WORK INSTRUCTIONS: The records below are to be duplicated character for character.

[Items from a data source]
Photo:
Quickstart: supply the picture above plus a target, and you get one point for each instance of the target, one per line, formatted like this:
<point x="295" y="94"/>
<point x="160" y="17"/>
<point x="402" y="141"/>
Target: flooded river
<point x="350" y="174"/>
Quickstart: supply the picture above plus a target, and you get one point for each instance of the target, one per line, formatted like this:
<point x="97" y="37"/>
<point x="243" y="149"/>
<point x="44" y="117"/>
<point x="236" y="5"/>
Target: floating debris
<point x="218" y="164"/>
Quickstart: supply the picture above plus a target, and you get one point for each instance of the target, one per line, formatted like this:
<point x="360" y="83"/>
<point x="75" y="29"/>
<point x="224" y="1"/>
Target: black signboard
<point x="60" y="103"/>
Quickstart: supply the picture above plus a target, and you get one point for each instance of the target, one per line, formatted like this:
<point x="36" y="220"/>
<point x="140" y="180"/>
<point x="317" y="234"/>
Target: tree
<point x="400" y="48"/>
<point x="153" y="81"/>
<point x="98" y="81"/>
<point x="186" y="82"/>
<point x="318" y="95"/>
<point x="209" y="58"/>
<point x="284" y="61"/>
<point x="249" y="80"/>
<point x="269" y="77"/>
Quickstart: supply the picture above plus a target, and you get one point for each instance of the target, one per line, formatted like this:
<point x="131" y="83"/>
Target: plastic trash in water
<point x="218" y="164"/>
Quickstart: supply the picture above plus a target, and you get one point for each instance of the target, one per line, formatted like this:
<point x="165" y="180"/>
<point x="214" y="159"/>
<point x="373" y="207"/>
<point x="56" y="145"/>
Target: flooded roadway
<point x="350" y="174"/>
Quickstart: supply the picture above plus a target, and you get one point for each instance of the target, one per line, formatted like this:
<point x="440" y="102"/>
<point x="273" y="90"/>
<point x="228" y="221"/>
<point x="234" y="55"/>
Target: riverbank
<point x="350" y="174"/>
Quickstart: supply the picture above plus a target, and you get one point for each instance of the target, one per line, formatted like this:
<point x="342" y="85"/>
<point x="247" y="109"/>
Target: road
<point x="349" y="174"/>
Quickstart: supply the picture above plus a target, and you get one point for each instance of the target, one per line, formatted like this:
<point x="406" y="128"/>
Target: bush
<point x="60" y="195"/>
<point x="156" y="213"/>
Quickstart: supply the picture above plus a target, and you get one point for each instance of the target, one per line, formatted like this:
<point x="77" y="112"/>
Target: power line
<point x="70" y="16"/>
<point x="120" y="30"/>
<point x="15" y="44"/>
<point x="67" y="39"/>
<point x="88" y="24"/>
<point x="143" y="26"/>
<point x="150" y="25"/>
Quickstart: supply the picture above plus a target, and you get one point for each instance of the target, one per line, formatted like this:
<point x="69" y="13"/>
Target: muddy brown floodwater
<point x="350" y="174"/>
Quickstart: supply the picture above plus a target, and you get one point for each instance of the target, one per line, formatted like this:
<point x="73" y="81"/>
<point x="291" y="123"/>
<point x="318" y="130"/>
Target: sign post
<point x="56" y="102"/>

RESULT OF THE TASK:
Photo:
Quickstart: supply the picture above plus a target, and you get one point for each instance of the target, one per line, formatted like this:
<point x="295" y="94"/>
<point x="160" y="17"/>
<point x="402" y="141"/>
Target: flooded river
<point x="350" y="174"/>
Quickstart: supply the picture above plus a target, and you get one point for each instance of the target, one per line, formatted like this:
<point x="97" y="37"/>
<point x="243" y="149"/>
<point x="44" y="117"/>
<point x="236" y="5"/>
Target: floating debris
<point x="218" y="164"/>
Quickstart: supply the picture above plus a target, and you get one point for each instance of the target, one per line, formatted like this:
<point x="360" y="83"/>
<point x="75" y="29"/>
<point x="224" y="1"/>
Target: black signboard
<point x="60" y="103"/>
Quickstart: supply the picture above plus a target, and you get one point for each instance of the target, one per line, formatted like this:
<point x="36" y="220"/>
<point x="140" y="180"/>
<point x="317" y="234"/>
Target: tree
<point x="400" y="48"/>
<point x="153" y="81"/>
<point x="98" y="81"/>
<point x="186" y="82"/>
<point x="318" y="95"/>
<point x="209" y="58"/>
<point x="284" y="61"/>
<point x="249" y="80"/>
<point x="269" y="77"/>
Quickstart: supply the picture above plus a target, and you get one point for each instance of the target, one per line, formatted like this:
<point x="131" y="83"/>
Target: plastic trash in water
<point x="218" y="164"/>
Quickstart: supply the picture above plus a target, and you get one point for each instance of the target, one per line, formatted like this:
<point x="165" y="180"/>
<point x="214" y="159"/>
<point x="373" y="207"/>
<point x="56" y="145"/>
Target: flooded roadway
<point x="350" y="174"/>
Quickstart: supply the picture above plus a target, and you get one point for each instance of the target, one per line, formatted like this:
<point x="440" y="102"/>
<point x="273" y="90"/>
<point x="228" y="221"/>
<point x="234" y="55"/>
Target: riverbank
<point x="350" y="174"/>
Quickstart: supply the picture above plus a target, and you get one point for each instance of the target, one per line, formatted like this:
<point x="342" y="85"/>
<point x="247" y="109"/>
Target: road
<point x="349" y="174"/>
Quickstart: supply the picture above plus a target, and you get one point for each instance of the target, one per line, formatted like this:
<point x="406" y="128"/>
Target: bush
<point x="60" y="195"/>
<point x="156" y="213"/>
Quickstart: supply the picture above plus a target, and you get one point for each instance of the target, one per line, formatted like this:
<point x="77" y="112"/>
Target: power line
<point x="70" y="16"/>
<point x="120" y="30"/>
<point x="15" y="44"/>
<point x="67" y="39"/>
<point x="88" y="24"/>
<point x="143" y="26"/>
<point x="150" y="25"/>
Quickstart: supply the picture above plus a target, and you get one point for each instance of the target, one per line, formatted like this:
<point x="69" y="13"/>
Target: muddy brown floodwater
<point x="350" y="174"/>
Quickstart: supply the picture above plus a target, and you get one point for each instance of the target, one per line, formatted like this:
<point x="73" y="81"/>
<point x="291" y="123"/>
<point x="318" y="130"/>
Target: sign post
<point x="56" y="102"/>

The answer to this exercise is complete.